_EXTRACT_.
----
The cause was complications of lung cancer, said Deborah Ziska, a National Gallery spokeswoman.
Mr. Conisbee's specialty was French art from the 17th, 18th and 19th centuries, but his most resounding achievement was a presentation of paintings by a Dutch artist. Working with curators at the Van Gogh Museum in Amsterdam, he organized the 1998 exhibition Van Gogh's Van Goghs, which became one of the National Gallery's 25 most highly attended shows. It attracted nearly 480,500 visitors, and more than 900,000 people saw it when it traveled to the Los Angeles County Museum of Art.
In 2006 Mr. Conisbee organized, along with the Musee Granet in Aix-en-Provence, Cezanne in Provence, seen by 335,049 visitors.
Other important exhibitions included The Golden Age of Danish Painting, which Mr. Conisbee produced at the Los Angeles County Museum of Art in 1993 while a curator there; and Georges de La Tour and His World, which opened at the National Gallery in 1996.
Philip Conisbee was born in Belfast, Northern Ireland, on Jan. 3, 1946, and grew up in London. He studied art history at the Courtauld Institute of Art in London, earning a doctorate in 1978. From 1974 to 1986 he was a lecturer in European art history at the University of Leicester.
In 1986 Mr. Conisbee moved to the United States and became an associate curator of French paintings at the Museum of Fine Arts, Boston. Two years later he was appointed curator of European painting and sculpture at the Los Angeles County Museum of Art. In 1993 he went to the National Gallery, where he was curator of French paintings until promoted to senior curator of European paintings in 1998. He became a United States citizen in 1994.
----
_MATERIAL PROVIDED_.
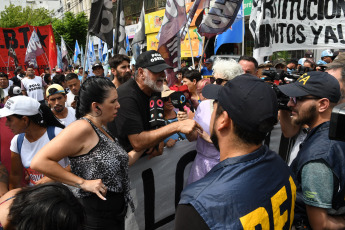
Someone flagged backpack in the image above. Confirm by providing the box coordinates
[17,126,55,155]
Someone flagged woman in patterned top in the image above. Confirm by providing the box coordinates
[31,77,141,230]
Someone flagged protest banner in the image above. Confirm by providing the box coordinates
[0,24,57,77]
[125,140,196,230]
[249,0,345,59]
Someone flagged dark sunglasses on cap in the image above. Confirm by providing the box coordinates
[216,78,228,85]
[290,96,321,104]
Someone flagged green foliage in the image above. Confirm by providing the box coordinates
[0,4,54,28]
[53,12,89,57]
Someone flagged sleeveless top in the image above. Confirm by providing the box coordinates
[69,118,134,211]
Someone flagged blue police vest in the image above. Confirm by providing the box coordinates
[180,146,296,230]
[290,121,345,226]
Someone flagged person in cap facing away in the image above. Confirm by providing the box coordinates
[316,50,333,65]
[115,50,200,157]
[175,74,296,229]
[0,96,68,189]
[46,84,76,126]
[200,58,213,77]
[279,71,345,229]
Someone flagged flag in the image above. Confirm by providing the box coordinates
[98,39,103,62]
[132,2,145,45]
[24,30,44,68]
[102,43,108,60]
[158,0,187,72]
[80,46,86,70]
[88,0,114,48]
[73,40,80,63]
[117,0,126,54]
[56,45,62,69]
[126,35,130,55]
[8,37,19,68]
[198,0,242,38]
[48,25,57,69]
[61,36,68,58]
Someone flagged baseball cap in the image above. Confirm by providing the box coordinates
[325,53,345,67]
[0,96,40,118]
[278,71,340,103]
[304,50,314,58]
[46,84,66,97]
[205,58,213,63]
[273,58,286,67]
[321,50,333,57]
[135,50,172,73]
[92,62,103,69]
[202,74,278,133]
[8,85,22,97]
[161,85,175,98]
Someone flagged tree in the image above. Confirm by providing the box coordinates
[0,4,55,28]
[53,12,89,57]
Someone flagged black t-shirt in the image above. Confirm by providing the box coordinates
[115,79,151,152]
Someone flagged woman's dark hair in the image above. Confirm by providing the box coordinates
[183,70,201,82]
[75,77,115,119]
[43,73,51,85]
[13,104,65,129]
[52,74,65,86]
[8,183,85,230]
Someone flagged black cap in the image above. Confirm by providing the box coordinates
[202,74,278,133]
[135,50,172,73]
[278,71,340,103]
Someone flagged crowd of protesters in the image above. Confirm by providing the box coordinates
[0,47,345,229]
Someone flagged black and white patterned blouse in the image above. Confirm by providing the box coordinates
[69,118,134,210]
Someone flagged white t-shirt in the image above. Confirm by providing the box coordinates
[2,81,13,97]
[59,107,76,127]
[10,127,69,185]
[22,76,47,101]
[66,91,77,107]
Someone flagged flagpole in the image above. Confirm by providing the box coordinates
[199,37,210,69]
[242,3,246,56]
[114,0,121,55]
[83,31,90,77]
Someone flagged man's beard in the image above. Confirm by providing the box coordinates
[144,76,163,92]
[292,105,317,125]
[115,73,132,84]
[210,124,220,152]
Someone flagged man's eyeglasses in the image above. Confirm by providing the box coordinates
[290,96,321,104]
[216,78,228,85]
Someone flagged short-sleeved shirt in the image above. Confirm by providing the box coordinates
[10,127,69,185]
[115,79,151,152]
[22,76,47,101]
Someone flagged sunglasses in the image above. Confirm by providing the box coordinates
[216,78,228,85]
[290,96,321,104]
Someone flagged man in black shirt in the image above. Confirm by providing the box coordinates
[115,50,201,156]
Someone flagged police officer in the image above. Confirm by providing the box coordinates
[175,74,296,229]
[279,71,345,229]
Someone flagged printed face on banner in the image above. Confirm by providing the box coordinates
[249,0,345,57]
[0,25,57,77]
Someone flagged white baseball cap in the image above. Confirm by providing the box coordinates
[0,96,41,118]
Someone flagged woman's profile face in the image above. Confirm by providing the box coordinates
[6,115,26,135]
[99,88,120,122]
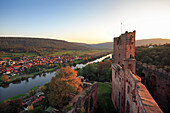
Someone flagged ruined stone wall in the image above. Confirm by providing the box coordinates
[113,31,136,65]
[136,61,170,113]
[112,31,162,113]
[68,83,98,113]
[112,64,162,113]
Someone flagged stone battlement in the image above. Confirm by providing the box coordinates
[136,61,170,76]
[112,31,165,113]
[112,64,163,113]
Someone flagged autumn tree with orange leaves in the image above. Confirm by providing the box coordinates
[1,75,9,82]
[41,67,82,107]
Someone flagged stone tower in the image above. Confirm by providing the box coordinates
[113,31,136,65]
[113,31,136,73]
[112,31,162,113]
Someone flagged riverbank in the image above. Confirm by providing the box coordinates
[0,67,58,87]
[0,54,111,101]
[0,53,111,87]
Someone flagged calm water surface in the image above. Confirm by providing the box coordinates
[0,54,112,101]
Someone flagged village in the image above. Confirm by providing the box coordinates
[0,55,81,80]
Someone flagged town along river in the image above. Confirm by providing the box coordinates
[0,54,112,101]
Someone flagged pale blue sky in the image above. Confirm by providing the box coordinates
[0,0,170,43]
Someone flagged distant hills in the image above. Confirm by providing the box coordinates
[0,37,89,52]
[76,38,170,49]
[0,37,170,53]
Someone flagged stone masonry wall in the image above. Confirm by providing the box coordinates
[136,61,170,113]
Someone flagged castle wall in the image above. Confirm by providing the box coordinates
[112,64,162,113]
[112,31,162,113]
[113,31,136,65]
[136,61,170,112]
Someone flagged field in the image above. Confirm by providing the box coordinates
[95,82,117,113]
[48,50,110,56]
[0,52,36,58]
[0,50,108,58]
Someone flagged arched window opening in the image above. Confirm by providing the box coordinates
[128,64,132,70]
[126,101,130,113]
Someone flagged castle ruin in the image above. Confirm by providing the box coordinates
[112,31,162,113]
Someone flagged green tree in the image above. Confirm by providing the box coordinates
[83,63,97,81]
[41,67,82,107]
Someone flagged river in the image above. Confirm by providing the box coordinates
[0,54,112,101]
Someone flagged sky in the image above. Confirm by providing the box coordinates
[0,0,170,44]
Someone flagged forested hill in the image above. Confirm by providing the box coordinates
[75,38,170,49]
[0,37,89,52]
----
_EXERCISE SET_.
1) List every exhibition named in the text on Philip Conisbee.
2) Continue the text on Philip Conisbee from where it stops.

_ANSWER SECTION_.
1)
- Van Gogh's Van Goghs
- Cezanne in Provence
- The Golden Age of Danish Painting
- Georges de La Tour and His World

2)
In addition to writing many exhibition catalog essays and articles and reviews for scholarly journals, magazines and newspapers, Mr. Conisbee published two books: Painting in 18th-Century France (1981) and Chardin (1985). In recognition of his services to French culture, he received the Chevalier de la Legion d'Honneur in 2004.
Mr. Conisbee is survived by his wife, Faya Causey, director of academic programs at the National Gallery; two children from his first marriage, to Susan Baer, which ended in divorce, Ben Conisbee Baer of New York and Molly Conisbee-Rijke of Bath, England; a stepson, Jan Causey Frel of San Francisco; and his father, Paul Conisbee, of London; and brother, Alan Conisbee, of London.
[Illustration]PHOTO: Philip Conisbee (PHOTOGRAPH BY NATIONAL GALLERY OF ART, 2003)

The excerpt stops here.